Records:
·····

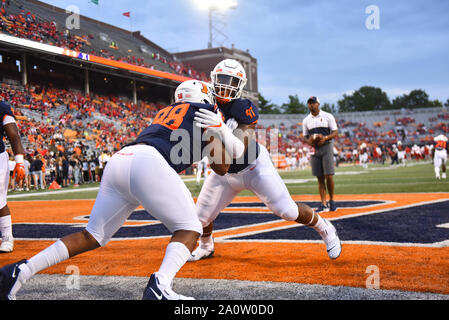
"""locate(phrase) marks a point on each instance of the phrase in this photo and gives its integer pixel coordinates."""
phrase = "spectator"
(36, 171)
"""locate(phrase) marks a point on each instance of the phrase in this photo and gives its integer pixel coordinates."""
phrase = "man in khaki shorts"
(319, 129)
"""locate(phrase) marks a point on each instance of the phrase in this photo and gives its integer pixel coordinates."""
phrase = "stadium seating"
(27, 19)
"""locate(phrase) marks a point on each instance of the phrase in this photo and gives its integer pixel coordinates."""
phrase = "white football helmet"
(440, 138)
(195, 91)
(228, 79)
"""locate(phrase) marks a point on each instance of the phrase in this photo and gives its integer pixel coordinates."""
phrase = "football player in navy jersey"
(251, 170)
(145, 173)
(10, 130)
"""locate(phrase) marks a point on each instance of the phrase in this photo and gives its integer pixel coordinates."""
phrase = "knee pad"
(288, 213)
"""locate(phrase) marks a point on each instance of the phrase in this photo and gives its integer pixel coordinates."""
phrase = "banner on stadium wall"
(91, 58)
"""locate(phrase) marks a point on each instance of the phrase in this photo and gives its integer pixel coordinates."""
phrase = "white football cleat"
(7, 245)
(332, 241)
(157, 291)
(203, 251)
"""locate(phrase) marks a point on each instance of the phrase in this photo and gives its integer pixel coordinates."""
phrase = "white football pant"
(260, 177)
(140, 175)
(4, 178)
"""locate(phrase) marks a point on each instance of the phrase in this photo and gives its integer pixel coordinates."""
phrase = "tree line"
(366, 98)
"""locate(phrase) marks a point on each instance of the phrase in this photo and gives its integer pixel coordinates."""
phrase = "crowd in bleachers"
(71, 132)
(383, 139)
(69, 136)
(26, 25)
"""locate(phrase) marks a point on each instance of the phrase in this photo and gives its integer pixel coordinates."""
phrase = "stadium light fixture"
(219, 6)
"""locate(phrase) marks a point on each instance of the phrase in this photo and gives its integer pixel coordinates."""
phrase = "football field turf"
(393, 223)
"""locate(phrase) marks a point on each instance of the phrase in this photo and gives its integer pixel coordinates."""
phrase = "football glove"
(232, 124)
(213, 122)
(19, 169)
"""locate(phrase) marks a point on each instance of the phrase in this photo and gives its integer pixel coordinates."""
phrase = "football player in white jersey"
(202, 169)
(253, 170)
(439, 155)
(133, 177)
(8, 129)
(363, 156)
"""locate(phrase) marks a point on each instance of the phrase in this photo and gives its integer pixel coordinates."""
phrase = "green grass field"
(416, 177)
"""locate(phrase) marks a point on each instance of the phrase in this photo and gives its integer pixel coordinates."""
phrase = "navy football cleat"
(157, 291)
(8, 277)
(322, 208)
(332, 205)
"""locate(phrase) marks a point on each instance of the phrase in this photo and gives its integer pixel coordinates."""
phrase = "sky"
(307, 47)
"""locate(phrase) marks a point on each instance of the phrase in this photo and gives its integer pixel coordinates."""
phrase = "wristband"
(19, 158)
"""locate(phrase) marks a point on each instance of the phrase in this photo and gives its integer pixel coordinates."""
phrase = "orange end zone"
(423, 269)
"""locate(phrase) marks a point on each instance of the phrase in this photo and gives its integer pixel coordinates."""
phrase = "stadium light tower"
(217, 18)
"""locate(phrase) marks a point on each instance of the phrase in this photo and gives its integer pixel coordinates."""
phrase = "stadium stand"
(66, 126)
(27, 19)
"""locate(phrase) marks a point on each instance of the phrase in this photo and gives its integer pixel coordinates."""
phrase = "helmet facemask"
(227, 87)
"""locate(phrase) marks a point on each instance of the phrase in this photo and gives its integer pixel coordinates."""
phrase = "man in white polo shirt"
(319, 129)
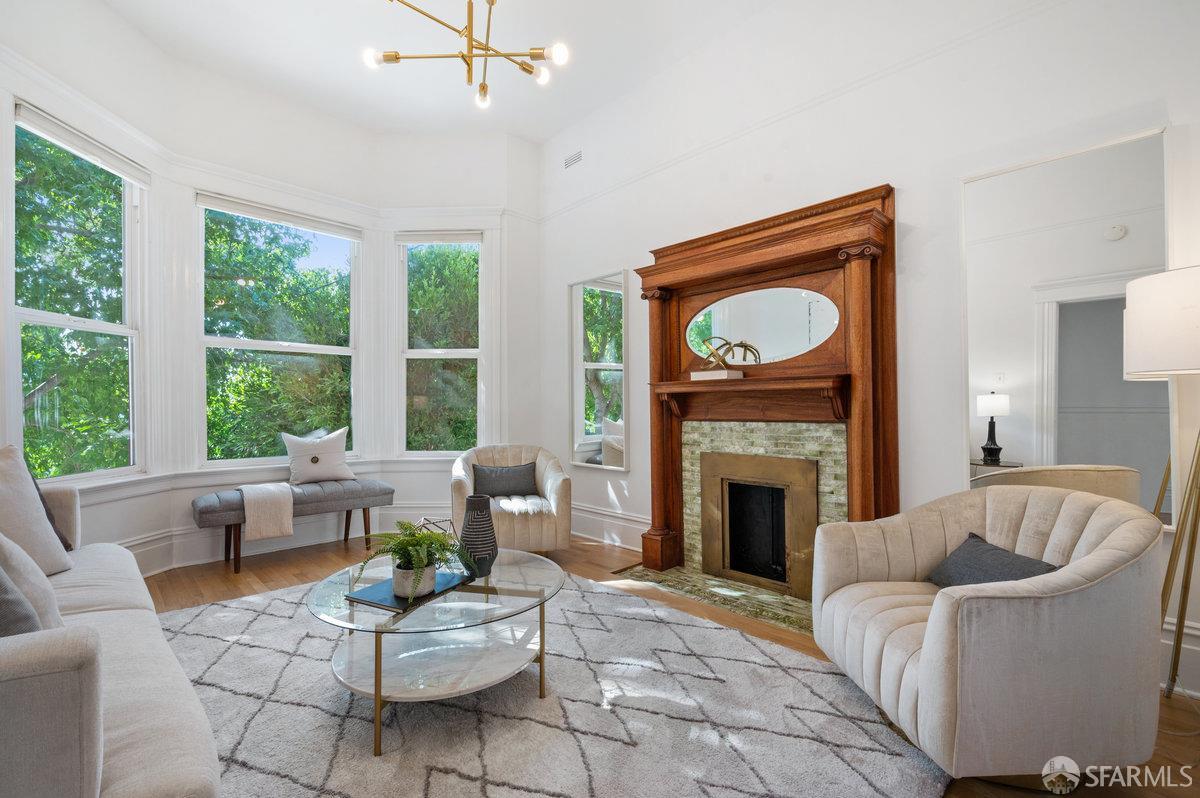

·····

REQUIRED WORK ▸ Please return every line above that contains the string "helmet".

RESULT OF THIS TASK ▸
phrase = "white football helmet"
phrase = "helmet facemask"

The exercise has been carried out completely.